#### POSTAGEM
Poesia de garagem, música, descrições e indiscrições. Um blog tardio mas que nasceu de sete meses, angustiadinho e agora com algumas revisões gramaticais.

terça-feira, 1 de setembro de 2009

Endomancia.

  Eu tinha a certeza de nunca ter tido a coragem dos grandes homens. De não ser revestido de brio suficiente para encarar a sorte do mundo. Tudo o que eu tinha (além daquela simples certeza) eram sete anos.

#### MATERIAL FORNECIDO
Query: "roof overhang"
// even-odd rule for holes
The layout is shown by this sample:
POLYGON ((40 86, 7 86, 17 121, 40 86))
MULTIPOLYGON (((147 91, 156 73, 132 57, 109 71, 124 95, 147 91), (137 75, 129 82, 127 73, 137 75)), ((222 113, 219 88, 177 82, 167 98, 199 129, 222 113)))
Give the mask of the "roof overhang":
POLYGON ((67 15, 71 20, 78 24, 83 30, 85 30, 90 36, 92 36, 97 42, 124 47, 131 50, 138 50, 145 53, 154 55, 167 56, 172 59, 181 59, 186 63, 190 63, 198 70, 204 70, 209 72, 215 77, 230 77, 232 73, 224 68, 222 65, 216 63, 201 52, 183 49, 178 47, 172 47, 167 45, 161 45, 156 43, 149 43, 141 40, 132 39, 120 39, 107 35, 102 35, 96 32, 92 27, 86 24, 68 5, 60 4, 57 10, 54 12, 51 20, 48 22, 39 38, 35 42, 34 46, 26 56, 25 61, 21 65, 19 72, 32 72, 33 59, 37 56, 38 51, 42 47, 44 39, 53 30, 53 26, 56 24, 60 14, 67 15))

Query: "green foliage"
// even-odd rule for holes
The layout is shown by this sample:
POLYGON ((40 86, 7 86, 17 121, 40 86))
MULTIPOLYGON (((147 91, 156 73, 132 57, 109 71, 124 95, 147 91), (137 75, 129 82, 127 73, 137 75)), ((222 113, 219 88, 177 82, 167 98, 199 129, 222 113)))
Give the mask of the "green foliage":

#### TAREFAS
A. Resuma a postagem "Endomancia" em duas frases.
B. Devolva o trecho da postagem "Endomancia" entre "Eu tinha a certeza" e "eram sete anos.", inclusive.
C. Dê prosseguimento à postagem "Endomancia", sobre a falta de coragem aos sete anos, a partir da última frase apresentada.

#### RESPOSTAS
A. O blog se apresenta como um espaço de poesia de garagem, música, descrições e indiscrições, agora com algumas revisões gramaticais. Na postagem "Endomancia", de 1º de setembro de 2009, quem narra afirma ter tido a certeza de nunca ter tido a coragem dos grandes homens, e que, além dessa certeza, tudo o que tinha eram sete anos.

B.
Eu tinha a certeza de nunca ter tido a coragem dos grandes homens. De não ser revestido de brio suficiente para encarar a sorte do mundo. Tudo o que eu tinha (além daquela simples certeza) eram sete anos.

C.
  A algazarra – única profissão de fé e entusiasmo das crianças, agnósticos por excelência – fazia brilhar mais as folhas dos galhos e azulejos do fundo da piscina, a espuma no topo das taças cheias de cerveja e alguns olhos adultos. Naqueles dias que antecipavam as festas, o sítio aumentava de tamanho. Do portão aos confins escuros no fundo da pequena propriedade, estendiam-se e escondiam-se segredos revelados somente às menores retinas. Debaixo de um jambeiro, todos desafiavam um reino de cabas assassinas; numa chuva, represava-se com areia, cacos de tijolo e pedaços de madeira, pequenos lagos para naus de caixas de fósforo que seguiam em vias cuidadosamente construídas para desembocá-los numa vala enorme, um pequeno córrego que cortava toda a vizinhança; nesse mesmo córrego colhiam-se girinos e a caça de muçuns era permissiva, para alegria dos mais velhos de ar-comprimido. Escalado na goiabeira, eu enxergava tudo com receio e asma, levado na torrente da vida.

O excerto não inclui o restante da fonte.